**Given text**
__________________________________________________
Abstract
Imaging
Almost all negative imaging studies reported were performed at altitudes below 4500 m, the altitude at which Cremona and colleagues (2002) found the indirect signs of extra vascular lung fluid accumulation, that is, the increase in closing volume (CV). Therefore, we think that all the imaging studies cited by Swenson are not valuable for this debate. Only Synder and colleagues (2006) performed a study at a comparable, but simulated, altitude. A possible explanation for their negative result could be either the different experimental setting or the possible concomitant presence of airway trapping, which could reduce lung density; the lack of a specific test for small-airways involvement does not allow confirmation. Therefore, this study also does not confirm the con hypothesis.
Respiratory Function
We agree with Swenson that one should move beyond spirometry because other factors can be implied in its changes, for example, in VC reduction. The problem of CV remains: we do not think that the increase in CV might be caused by exhaustive exercise; subjects rested for at least 1 h before the test (Cremona et al., 2002). And CV was still increased after 24-h rest at the same altitude (Senn et al., 2006). Further, in the Cremona study, the CV was significantly higher in subjects with radiological and clinical evidence of interstitial edema, and it is hard to concede that these subjects developed a more severe bronchial obstruction!
In the second part of his article, Swenson reports studies in which no impairment in exercise capacity was found in the presence of interstitial edema. We share the idea that lung interstitial edema may develop also at sea level during strenuous exercise when cardiac output and pulmonary vascular recruitment are maximal. In fact, this point was taken as proof that the lung is intrinsically very resistant to developing alveolar edema owing to the extreme rigidity of the extracellular matrix structure (Miserocchi et al., 1993). These results agree with the opinion that interstitial edema is present in healthy climbers and is not predictive of alveolar edema.
Finally, we wish to point out that the lack of correlation between arterial pulmonary pressure and changes in both respiratory function (Senn et al., 2006) and imaging (Pratali et al., 2010) poses the critical, still unsolved question to identify causes and effects between the vasomotor reflex and interstitial edema.
Our view is that interstitial edema, representing the physiological response to increased microvascular permeability, does occur in all subjects; in some of them the perturbation of lung water becomes directly or indirectly appreciable and, fortunately, only in a small percentage of people it evolves toward severe edema. We wish to stress the concept that interstitial edema represents a “critical narrow edge”: as shown by experimental animal models, “severe” lung edema occurs within minutes through an “accelerated” phase when the loss of integrity of the interstitial matrix proceeds beyond a critical threshold (Miserocchi et al., 2001). New promising techniques such as forced oscillation technique (FOT) could highlight the development of interstitial edema in both animal (Dallac à et al., 2008) and human studies (Pellegrino et al., 2010). Further research is certainly needed to find sensible, early predictive markers of this critical transition phase.
Up to now there is no evidence that a prophylactic treatment is needed, but this could be definitively confirmed only with appropriate studies.
__________________________________________________
**Study material**
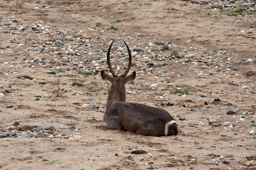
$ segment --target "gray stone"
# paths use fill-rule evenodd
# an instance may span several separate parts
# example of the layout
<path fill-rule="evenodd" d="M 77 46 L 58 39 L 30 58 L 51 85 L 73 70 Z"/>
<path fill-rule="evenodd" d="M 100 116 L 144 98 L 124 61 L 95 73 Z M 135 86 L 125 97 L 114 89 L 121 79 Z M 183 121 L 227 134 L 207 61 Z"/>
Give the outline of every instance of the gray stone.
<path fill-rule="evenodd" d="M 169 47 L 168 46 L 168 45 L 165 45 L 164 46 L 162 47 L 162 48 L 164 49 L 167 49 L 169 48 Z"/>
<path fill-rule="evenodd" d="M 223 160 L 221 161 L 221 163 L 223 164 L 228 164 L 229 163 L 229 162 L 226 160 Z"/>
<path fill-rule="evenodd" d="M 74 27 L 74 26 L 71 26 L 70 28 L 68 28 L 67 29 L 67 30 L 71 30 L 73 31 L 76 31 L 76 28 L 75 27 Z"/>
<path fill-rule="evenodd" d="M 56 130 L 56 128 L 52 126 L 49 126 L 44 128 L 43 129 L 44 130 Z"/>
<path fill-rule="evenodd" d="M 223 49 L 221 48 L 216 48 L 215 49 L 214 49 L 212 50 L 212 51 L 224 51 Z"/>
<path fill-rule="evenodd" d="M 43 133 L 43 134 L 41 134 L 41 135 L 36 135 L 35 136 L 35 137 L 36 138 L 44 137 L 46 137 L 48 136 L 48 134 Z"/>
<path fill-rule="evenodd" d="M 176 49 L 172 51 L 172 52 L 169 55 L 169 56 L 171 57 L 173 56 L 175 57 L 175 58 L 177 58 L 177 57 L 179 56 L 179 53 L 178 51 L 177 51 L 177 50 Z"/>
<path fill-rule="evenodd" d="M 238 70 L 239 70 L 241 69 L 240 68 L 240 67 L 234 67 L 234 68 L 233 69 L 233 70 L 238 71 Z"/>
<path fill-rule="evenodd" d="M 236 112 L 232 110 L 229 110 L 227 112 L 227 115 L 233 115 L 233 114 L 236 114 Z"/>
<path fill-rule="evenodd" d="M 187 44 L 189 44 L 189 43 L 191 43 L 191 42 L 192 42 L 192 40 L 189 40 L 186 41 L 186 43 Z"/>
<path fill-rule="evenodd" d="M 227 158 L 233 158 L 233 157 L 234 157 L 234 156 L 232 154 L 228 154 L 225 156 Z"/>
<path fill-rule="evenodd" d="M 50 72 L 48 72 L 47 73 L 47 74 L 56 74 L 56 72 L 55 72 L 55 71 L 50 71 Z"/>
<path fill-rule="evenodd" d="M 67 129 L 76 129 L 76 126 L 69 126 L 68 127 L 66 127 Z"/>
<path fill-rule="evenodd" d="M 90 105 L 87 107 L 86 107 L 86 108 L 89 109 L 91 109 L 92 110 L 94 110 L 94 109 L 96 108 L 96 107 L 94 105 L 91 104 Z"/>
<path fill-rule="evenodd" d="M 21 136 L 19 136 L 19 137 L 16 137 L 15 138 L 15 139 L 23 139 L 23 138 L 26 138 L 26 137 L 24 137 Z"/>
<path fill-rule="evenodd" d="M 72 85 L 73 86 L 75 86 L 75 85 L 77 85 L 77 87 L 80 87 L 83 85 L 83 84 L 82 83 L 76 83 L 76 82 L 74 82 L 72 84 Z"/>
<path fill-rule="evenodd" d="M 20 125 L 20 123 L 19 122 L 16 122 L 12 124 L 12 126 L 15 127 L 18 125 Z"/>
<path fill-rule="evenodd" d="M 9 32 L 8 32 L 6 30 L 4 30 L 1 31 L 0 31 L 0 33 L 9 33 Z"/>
__________________________________________________
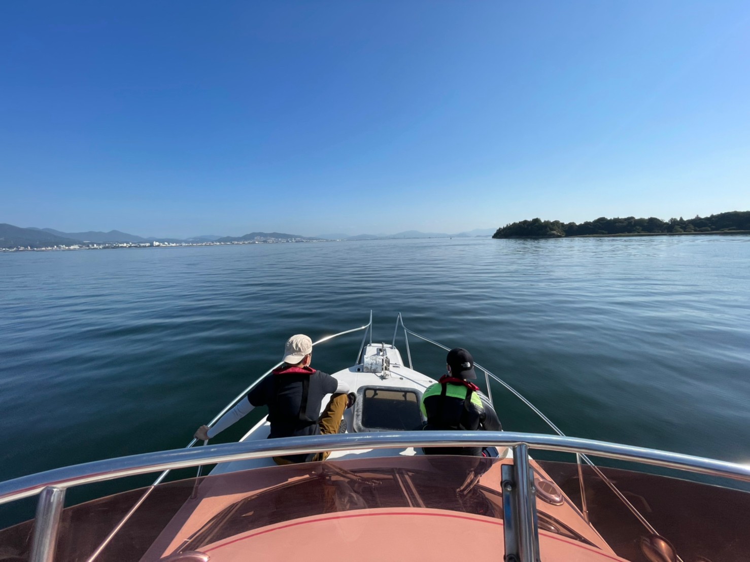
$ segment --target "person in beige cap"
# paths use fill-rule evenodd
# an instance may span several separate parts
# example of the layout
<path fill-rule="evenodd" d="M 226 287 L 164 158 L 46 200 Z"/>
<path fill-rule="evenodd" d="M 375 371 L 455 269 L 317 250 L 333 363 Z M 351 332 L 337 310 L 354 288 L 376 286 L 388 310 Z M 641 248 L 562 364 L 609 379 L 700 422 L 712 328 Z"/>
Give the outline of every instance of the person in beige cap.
__________________________________________________
**What needs to be done**
In the text on lung edema at altitude, how long did subjects rest before the closing volume test in the Cremona study?

**Exercise solution**
At least 1 hour.